-- Text follows --

Article 278731 of rec.puzzles
From: Dan Hoey <haoyuep@aol.com>
Newsgroups: rec.puzzles
Subject: Re: cotpi 17 - Product
Date: Mon, 22 Aug 2011 16:36:29 -0400
Organization: Naval Research Laboratory, Washington, DC

cotpi wrote:
> There is a list of 7 unique positive integers less than 10. One can
> not deduce whether their sum is a multiple of 3 from their product.
> What is their product?

The word "unique" is makes no sense here.  I assume you mean
"distinct."

It is easier to solve this problem by considering the two positive
integers from {1,2,3,...9} that are not among the seven given.
The product of the two numbers is in one-to-one correspondence with
the product of the seven given, and the sum of the two numbers mod 3
is the negative of the sum of the sum of the seven given.  Therefore,
a necessary and sufficient condition is one cannot deduce whether
the sum of the two is a multiple of three from their product.

If the product were 1 mod 3, then the two numbers would either both
be 1 mod 3 or both be 2 mod 3, so one could deduce that the sum is
not a multiple of 3.

-- Text concluded --
-- Data records follows --

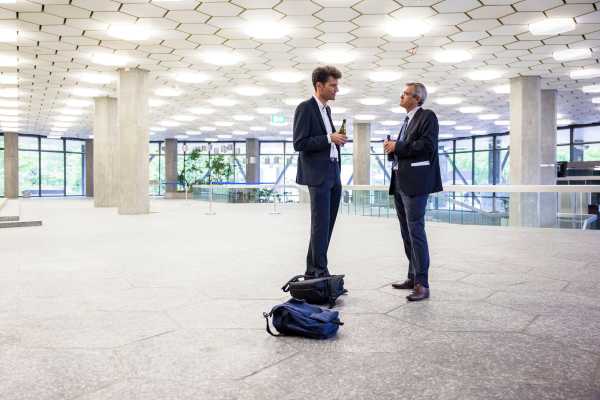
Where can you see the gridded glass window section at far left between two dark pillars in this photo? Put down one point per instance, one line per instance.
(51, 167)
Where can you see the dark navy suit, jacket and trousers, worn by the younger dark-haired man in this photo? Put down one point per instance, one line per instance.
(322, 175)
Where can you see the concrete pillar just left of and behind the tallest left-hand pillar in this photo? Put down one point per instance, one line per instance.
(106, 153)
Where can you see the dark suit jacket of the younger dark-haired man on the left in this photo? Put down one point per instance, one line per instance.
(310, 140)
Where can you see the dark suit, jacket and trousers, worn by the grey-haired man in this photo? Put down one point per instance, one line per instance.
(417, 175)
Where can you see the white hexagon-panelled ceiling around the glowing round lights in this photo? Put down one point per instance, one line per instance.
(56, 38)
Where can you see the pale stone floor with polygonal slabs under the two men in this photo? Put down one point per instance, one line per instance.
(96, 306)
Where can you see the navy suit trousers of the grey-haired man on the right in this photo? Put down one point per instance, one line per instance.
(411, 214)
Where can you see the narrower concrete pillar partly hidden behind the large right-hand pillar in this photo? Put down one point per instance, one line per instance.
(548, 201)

-- Data records concluded --
-- Data records follows --

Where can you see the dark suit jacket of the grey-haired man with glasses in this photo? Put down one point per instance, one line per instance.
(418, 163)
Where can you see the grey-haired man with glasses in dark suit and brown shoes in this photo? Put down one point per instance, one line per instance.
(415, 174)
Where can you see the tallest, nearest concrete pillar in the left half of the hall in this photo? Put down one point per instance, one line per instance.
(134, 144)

-- Data records concluded --

What you will do ->
(1) In the rec.puzzles post, which word does the writer assume was meant in place of "unique"?
(2) Carry the rec.puzzles post forward from its last sentence.
The records are separate material and have no connection to the rec.puzzles post.

Numbered answers ->
(1) Distinct.

(2)
If the product were 2 mod 3, then the two numbers would be 1 mod 3 and
two mod 3, so one could deduce that the sum is a multiple of 3.

Therefore, the product is divisible by 3.  If the product were
not divisible by 9, then one of the numbers would be a multiple of
3 and the other a non-multiple of 3, so one could deduce that the sum
is not a multiple of 3.

Therefore the product is divisible by 9, and we can't tell from their
product whether the two numbers are {x,9y} or {3x,3y}.  In order that
the numbers be less than 10 and distinct, x=2 and y=1.

Therefore, the seven given integers are either {1,3,4,5,6,7,8} or
{1,2,4,5,7,8,9} and their product is 20160.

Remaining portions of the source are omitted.